(A block of data)
== == ==

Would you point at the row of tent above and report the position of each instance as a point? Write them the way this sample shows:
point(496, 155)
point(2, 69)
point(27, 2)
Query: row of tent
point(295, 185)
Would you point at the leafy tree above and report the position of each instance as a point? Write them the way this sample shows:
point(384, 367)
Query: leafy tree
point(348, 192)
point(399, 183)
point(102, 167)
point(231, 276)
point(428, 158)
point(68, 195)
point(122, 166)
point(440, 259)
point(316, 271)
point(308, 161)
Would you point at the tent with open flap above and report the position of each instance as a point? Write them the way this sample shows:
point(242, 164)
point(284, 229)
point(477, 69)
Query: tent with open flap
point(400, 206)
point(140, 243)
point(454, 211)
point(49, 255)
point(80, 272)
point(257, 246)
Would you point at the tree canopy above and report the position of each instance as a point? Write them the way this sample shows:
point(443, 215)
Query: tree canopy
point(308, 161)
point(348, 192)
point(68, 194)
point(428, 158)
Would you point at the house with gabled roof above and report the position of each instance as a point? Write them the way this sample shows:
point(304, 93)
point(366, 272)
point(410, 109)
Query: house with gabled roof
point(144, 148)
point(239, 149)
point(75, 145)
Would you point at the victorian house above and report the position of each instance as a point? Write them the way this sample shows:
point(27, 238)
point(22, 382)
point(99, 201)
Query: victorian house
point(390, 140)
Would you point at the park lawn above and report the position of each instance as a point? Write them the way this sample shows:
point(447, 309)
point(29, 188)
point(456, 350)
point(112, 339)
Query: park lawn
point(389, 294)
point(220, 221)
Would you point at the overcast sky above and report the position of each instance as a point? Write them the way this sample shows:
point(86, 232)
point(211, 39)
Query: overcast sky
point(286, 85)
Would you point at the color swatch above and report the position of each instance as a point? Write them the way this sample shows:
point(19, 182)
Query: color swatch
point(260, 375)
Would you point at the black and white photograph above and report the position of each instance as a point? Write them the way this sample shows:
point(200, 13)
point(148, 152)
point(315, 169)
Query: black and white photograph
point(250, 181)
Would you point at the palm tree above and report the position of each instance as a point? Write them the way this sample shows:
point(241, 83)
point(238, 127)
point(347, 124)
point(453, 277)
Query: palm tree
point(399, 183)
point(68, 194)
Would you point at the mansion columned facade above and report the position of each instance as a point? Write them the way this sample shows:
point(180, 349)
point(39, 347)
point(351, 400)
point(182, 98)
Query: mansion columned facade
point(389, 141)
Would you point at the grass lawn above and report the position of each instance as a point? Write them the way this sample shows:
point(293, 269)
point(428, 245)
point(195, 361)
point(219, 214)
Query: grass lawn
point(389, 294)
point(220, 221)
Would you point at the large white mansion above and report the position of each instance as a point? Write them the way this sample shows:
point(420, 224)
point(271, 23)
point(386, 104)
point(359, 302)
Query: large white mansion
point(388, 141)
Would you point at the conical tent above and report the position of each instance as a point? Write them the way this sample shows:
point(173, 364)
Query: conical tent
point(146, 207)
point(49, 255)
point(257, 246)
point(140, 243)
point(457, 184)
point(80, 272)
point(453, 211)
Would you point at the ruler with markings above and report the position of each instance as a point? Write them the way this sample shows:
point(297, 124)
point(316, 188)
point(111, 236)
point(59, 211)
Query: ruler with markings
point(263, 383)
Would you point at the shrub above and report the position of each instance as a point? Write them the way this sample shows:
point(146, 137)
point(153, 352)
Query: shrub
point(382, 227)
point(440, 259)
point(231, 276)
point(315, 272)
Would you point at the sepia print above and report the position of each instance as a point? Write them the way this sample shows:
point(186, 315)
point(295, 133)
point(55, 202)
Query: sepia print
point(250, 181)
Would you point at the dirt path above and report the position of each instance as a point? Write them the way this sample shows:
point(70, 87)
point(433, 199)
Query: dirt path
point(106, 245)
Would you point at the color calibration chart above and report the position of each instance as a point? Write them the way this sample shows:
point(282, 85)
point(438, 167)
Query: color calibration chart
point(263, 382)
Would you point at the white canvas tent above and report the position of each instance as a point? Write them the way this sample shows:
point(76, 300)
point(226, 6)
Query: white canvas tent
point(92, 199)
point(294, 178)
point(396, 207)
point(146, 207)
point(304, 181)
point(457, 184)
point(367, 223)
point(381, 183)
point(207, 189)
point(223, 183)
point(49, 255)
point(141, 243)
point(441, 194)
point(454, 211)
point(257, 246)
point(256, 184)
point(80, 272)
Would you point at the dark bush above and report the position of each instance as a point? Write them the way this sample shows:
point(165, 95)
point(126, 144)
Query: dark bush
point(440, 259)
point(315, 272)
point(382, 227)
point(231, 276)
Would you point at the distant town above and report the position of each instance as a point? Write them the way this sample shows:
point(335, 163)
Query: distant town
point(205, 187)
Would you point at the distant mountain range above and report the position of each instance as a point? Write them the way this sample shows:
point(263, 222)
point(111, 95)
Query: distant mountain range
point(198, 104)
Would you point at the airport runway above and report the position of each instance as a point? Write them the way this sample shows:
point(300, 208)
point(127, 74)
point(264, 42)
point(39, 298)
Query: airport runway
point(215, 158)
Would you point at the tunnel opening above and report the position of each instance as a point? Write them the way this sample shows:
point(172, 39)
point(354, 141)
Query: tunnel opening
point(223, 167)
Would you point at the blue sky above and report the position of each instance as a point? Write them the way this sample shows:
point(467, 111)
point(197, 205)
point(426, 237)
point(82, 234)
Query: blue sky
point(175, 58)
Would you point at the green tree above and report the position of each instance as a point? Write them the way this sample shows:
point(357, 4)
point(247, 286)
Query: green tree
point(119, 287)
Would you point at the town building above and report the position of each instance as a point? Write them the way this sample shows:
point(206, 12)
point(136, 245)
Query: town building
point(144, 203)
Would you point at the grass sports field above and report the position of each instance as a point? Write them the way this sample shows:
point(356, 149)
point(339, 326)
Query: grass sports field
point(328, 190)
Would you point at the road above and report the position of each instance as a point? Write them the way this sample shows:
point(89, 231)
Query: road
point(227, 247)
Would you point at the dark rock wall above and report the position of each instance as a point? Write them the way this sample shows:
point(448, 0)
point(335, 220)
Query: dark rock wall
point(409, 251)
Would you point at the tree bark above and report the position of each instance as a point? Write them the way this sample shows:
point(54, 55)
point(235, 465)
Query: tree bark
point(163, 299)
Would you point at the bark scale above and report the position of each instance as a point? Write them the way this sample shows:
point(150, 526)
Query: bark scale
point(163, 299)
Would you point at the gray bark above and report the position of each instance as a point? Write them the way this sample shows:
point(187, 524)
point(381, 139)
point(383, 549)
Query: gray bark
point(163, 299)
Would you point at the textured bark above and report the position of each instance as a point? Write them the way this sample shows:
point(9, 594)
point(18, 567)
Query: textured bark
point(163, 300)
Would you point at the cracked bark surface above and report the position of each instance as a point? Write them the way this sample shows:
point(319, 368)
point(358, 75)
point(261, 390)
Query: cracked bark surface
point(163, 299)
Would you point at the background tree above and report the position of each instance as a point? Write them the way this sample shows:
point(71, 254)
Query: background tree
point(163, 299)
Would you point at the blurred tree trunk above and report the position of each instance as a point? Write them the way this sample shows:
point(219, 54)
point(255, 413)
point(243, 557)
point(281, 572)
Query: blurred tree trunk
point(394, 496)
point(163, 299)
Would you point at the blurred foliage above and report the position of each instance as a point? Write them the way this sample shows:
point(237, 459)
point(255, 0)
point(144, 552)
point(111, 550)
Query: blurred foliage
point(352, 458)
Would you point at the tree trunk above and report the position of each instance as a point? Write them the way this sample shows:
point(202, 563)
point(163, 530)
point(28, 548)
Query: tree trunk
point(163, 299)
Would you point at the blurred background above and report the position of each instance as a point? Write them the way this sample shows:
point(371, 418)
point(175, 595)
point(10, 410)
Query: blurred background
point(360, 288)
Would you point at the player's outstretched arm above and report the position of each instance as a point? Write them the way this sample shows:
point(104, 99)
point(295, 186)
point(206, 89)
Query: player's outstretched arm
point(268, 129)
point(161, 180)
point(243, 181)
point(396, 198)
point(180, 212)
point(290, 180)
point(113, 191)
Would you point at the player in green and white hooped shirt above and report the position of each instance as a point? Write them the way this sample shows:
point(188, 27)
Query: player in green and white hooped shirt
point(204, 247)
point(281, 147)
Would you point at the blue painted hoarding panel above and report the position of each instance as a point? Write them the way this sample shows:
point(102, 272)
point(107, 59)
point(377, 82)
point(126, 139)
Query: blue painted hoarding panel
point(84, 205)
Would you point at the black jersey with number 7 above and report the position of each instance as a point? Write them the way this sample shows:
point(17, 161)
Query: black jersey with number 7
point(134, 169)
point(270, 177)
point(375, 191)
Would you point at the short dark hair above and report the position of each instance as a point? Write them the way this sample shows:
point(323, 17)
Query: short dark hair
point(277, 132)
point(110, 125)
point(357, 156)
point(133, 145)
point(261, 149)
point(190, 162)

== == ==

* Stated task:
Rewrite the data from the line containing "Would you point at the color swatch" down through the line containing "point(260, 375)", substituting "paint sample" for every "color swatch" and leaving everything else unchanged.

* Written reply:
Would you point at the paint sample above and report the position of each instance as a point? Write them the way this sample shows:
point(19, 182)
Query: paint sample
point(260, 375)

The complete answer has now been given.